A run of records
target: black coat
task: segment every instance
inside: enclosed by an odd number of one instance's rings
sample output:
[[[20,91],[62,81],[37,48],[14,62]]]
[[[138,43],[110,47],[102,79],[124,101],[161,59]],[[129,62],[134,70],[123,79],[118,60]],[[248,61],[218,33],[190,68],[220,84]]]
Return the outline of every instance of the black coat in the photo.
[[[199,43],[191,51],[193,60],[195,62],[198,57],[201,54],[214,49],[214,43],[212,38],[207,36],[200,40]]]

WORK TO DO:
Give the listing again, word for word.

OUTPUT BELOW:
target: black coat
task: segment every instance
inside: enclosed by an odd number of one instance's rings
sample output:
[[[20,91],[62,81],[37,48],[14,62]]]
[[[138,43],[110,47],[102,79],[124,101],[161,59]],[[129,62],[134,70],[123,79],[118,60]],[[248,61],[218,33],[190,68],[220,84]]]
Return the outline of every instance of the black coat in the photo.
[[[199,43],[191,51],[193,60],[195,62],[198,57],[201,54],[214,49],[214,43],[212,38],[207,36],[200,40]]]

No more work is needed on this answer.